Entries from the dataset:
'''

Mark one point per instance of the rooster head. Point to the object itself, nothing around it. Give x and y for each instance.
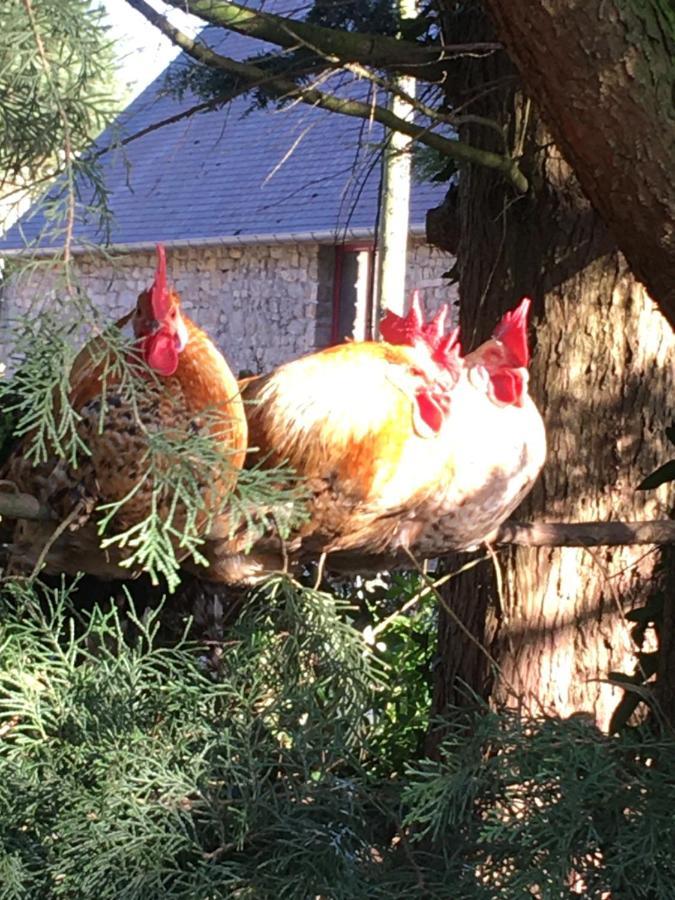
(505, 357)
(158, 324)
(411, 330)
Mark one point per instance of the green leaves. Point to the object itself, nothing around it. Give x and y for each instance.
(55, 78)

'''

= Work to do =
Recast every line of the items above as a JSON list of strings, one string per line, with blank lines dropped and the pictures left out.

= Expected answer =
[
  "Mark one point per instance of the rooster head. Point to the object itself, nothing around it. Give x and y for each instance.",
  "(505, 357)",
  "(158, 324)",
  "(411, 330)",
  "Mark one point per instance of the green leaves. Point to the object itself, nothing around it. Give x and y for each instance.",
  "(55, 78)"
]